Collect every line of the listing that contains the string "chrome", and copy each one unchanged.

## START Input rows

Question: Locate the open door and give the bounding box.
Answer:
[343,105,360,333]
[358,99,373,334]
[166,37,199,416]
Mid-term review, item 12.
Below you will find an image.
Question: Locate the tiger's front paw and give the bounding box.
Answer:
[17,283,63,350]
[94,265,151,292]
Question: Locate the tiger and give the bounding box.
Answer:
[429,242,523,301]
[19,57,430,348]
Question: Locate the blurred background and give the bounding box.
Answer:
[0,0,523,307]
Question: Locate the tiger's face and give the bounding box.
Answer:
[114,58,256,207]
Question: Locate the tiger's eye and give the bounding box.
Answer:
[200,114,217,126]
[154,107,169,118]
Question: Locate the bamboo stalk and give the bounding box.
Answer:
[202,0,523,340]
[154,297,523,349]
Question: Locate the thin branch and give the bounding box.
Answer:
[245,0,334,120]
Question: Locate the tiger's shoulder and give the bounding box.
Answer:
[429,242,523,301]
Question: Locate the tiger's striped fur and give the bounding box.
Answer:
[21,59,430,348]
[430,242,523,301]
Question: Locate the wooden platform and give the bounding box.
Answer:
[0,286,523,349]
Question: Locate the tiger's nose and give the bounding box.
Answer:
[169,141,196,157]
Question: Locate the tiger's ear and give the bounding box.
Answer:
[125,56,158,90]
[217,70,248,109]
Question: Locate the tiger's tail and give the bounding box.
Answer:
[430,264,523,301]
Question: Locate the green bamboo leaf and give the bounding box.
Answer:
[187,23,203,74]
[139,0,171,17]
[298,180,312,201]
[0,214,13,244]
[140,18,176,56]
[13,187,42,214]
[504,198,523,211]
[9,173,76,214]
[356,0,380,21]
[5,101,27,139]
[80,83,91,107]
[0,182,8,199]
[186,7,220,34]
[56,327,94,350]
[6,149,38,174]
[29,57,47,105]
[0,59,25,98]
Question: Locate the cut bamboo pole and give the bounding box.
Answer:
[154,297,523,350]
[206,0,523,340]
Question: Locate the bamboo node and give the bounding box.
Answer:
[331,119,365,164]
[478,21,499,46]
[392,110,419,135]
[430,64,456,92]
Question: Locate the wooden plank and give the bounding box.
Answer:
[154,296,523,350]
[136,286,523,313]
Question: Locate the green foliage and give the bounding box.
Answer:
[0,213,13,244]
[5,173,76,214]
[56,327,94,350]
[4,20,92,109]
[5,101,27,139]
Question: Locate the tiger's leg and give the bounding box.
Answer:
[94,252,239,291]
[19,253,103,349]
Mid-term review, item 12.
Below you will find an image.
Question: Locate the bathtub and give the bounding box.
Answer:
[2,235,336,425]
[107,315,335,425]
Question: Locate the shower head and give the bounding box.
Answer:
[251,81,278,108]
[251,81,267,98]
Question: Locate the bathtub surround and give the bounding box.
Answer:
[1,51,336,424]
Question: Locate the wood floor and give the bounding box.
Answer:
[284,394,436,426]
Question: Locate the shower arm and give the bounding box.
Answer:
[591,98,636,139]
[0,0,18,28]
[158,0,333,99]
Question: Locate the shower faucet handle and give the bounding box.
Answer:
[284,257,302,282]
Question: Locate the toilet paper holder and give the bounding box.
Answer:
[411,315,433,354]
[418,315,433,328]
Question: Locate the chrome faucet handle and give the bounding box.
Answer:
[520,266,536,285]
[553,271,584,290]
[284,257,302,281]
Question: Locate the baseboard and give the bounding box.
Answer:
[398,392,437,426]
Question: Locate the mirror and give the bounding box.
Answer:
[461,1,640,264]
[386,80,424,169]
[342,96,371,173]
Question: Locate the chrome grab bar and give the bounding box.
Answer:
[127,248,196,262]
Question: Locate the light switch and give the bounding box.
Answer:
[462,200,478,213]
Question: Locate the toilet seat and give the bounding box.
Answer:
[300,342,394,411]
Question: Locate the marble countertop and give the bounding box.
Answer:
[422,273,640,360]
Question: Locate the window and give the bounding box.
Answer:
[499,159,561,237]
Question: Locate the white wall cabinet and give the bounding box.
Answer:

## END Input rows

• [Response to the exercise]:
Question: Locate the chrome faucet handle and give the bounding box.
Question: Locate the chrome grab bar and give the bounding box.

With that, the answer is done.